> AVAILABLE DATA
+++
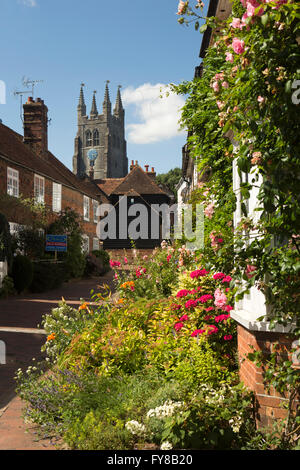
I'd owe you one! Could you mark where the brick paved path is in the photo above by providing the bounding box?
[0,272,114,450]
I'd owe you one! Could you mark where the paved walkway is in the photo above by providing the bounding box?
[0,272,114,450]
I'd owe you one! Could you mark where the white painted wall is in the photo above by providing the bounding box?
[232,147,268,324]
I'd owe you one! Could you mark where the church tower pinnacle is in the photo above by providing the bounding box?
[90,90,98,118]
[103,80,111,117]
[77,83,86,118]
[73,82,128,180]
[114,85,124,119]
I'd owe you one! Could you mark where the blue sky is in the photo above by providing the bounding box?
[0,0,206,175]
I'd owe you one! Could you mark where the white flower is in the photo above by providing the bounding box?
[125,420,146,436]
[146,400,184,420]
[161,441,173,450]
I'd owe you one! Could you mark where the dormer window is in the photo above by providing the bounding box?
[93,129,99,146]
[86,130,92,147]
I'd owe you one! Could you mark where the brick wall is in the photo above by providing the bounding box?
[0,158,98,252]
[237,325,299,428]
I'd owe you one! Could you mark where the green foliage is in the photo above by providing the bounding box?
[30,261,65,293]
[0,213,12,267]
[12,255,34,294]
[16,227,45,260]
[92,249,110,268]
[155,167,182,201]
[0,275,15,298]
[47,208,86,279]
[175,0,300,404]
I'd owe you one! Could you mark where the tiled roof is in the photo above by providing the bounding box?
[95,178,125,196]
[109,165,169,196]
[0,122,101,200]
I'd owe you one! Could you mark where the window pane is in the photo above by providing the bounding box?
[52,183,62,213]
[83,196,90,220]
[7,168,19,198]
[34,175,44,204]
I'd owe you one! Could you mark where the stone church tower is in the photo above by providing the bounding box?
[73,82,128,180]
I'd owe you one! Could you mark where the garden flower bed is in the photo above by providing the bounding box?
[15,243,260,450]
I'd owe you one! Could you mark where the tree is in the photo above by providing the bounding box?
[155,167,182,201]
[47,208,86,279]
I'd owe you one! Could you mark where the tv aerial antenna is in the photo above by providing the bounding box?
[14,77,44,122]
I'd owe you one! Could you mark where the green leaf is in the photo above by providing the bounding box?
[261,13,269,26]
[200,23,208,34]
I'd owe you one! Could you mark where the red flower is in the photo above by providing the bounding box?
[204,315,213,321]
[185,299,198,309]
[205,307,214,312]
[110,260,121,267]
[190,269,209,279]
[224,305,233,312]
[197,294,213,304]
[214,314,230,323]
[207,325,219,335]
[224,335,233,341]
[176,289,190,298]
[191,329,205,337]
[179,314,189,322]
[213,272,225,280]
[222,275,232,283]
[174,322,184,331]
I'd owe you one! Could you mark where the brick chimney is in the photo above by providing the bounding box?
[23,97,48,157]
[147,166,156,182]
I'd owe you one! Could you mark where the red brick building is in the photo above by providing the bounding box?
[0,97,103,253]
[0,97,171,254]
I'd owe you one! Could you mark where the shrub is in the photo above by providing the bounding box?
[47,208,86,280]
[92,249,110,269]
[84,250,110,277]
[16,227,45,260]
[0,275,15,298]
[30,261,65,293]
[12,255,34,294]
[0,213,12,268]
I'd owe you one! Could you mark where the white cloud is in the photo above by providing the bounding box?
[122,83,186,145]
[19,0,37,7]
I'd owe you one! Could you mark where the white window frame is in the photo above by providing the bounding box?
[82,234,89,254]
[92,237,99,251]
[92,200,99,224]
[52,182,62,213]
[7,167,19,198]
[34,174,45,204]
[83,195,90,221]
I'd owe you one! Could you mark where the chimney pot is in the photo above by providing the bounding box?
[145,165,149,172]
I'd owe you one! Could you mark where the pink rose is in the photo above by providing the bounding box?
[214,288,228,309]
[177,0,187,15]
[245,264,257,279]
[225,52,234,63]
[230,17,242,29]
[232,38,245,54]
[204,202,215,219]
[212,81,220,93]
+++
> AIM OF THE TASK
The reply must contain every entry above, exactly as written, and none of the pictures.

> TASK SOLUTION
I'd owe you one! Could you mark where the brick paved path is in the photo above by providing the bounding box?
[0,272,114,450]
I'd owe you one! Could you mark where the paved walkway is in the photo above by providing the bounding box?
[0,272,114,450]
I'd owe you one! Could you mark where the white painted wall is in the photo above by providing the bounding box?
[232,147,268,324]
I'd owe you one! Could you mark where the church tower pinnacle is in the photo above by providing the bounding box?
[90,90,98,118]
[103,80,111,117]
[77,83,86,118]
[73,82,128,180]
[114,85,124,119]
I'd owe you one! Could you mark where the blue sky is in the photo above by providing the bounding box?
[0,0,206,175]
I'd owe you one! Could you mark where the white flower is in the photo above by providing the bounding box?
[125,420,146,436]
[146,400,184,420]
[161,441,173,450]
I'd owe you one! Could you mark where the dormer window is in the photo above by providing the bounding box?
[93,129,99,146]
[86,130,92,147]
I'd owe you one! Could you mark where the brick wall is in the photo above by providing the bounding box?
[0,158,98,252]
[237,325,299,428]
I'd owe you one! Could you mark where the green foliage is in the photo above by providing the bounding box?
[30,261,65,293]
[0,213,12,267]
[12,255,34,294]
[16,227,45,260]
[92,249,110,268]
[155,167,182,201]
[0,275,15,298]
[47,208,86,279]
[175,0,300,404]
I'd owe you one! Could you mark where the tiled roof is in the photo above by providing the bounding box?
[95,178,125,196]
[109,165,169,196]
[0,122,101,200]
I'd owe you one! Could you mark where the window pane is in the photo above by providing the bounding box?
[52,183,62,213]
[83,196,90,220]
[7,168,19,198]
[34,175,44,204]
I'd owe you one! Could you mark where the stone church tower is in the photo above by providing the bounding box?
[73,82,128,180]
I'd owe you one! Could you mark where the garden flower bed is in the photo above by providing the bounding box?
[15,243,260,450]
I'd owe you one! Could you mark where the tree is in the photo above by providing the bounding box?
[155,167,182,201]
[47,208,86,279]
I'd owe you one! Could you mark where the tv aerial antenna is in the photo above by providing the bounding box?
[14,77,44,122]
I'd owe you one! Could you mark where the green leaf is in the photo above by providing the bounding box?
[261,13,269,26]
[200,23,208,34]
I'd owe you one! Could you mark where the red flower is in the photo above by providing the bounding box?
[204,315,213,321]
[185,299,198,309]
[205,307,214,312]
[110,260,121,267]
[190,269,209,279]
[224,305,233,312]
[197,294,213,304]
[214,314,230,323]
[207,325,219,335]
[224,335,233,341]
[176,289,190,298]
[191,329,205,337]
[179,314,189,322]
[213,272,225,280]
[222,275,232,283]
[174,322,184,331]
I'd owe you one! Could you mark where the brick chimney is in the photo above by providing the bounding box?
[23,97,48,157]
[147,166,156,182]
I'd owe you one! Could you mark where the red brick building is in the photo above by providing the bounding box?
[0,97,103,253]
[0,97,171,254]
I'd owe you one! Could you mark where the shrub is in the photo above by providing the bounding box?
[47,208,86,280]
[92,249,110,269]
[84,250,110,277]
[16,227,45,260]
[0,275,15,298]
[30,261,65,293]
[12,255,34,294]
[0,213,12,268]
I'd owe you one! Could you mark where the white cloud is in the photo above by providing the bounding box?
[122,83,186,145]
[19,0,37,7]
I'd owe you one! Could you mark where the white window frame is in the photo above by providing the bounding box?
[82,234,89,254]
[92,237,99,251]
[92,200,99,224]
[52,182,62,213]
[7,167,19,198]
[34,174,45,204]
[83,195,90,221]
I'd owe you one! Could you mark where the chimney pot is in the photo above by providing the bounding box?
[145,165,149,172]
I'd owe you one! Could you mark where the pink rose is in the photo above by providing the bounding box?
[214,288,228,309]
[177,0,187,15]
[245,264,257,279]
[225,52,234,63]
[230,17,242,29]
[232,38,245,54]
[204,202,215,219]
[212,81,220,93]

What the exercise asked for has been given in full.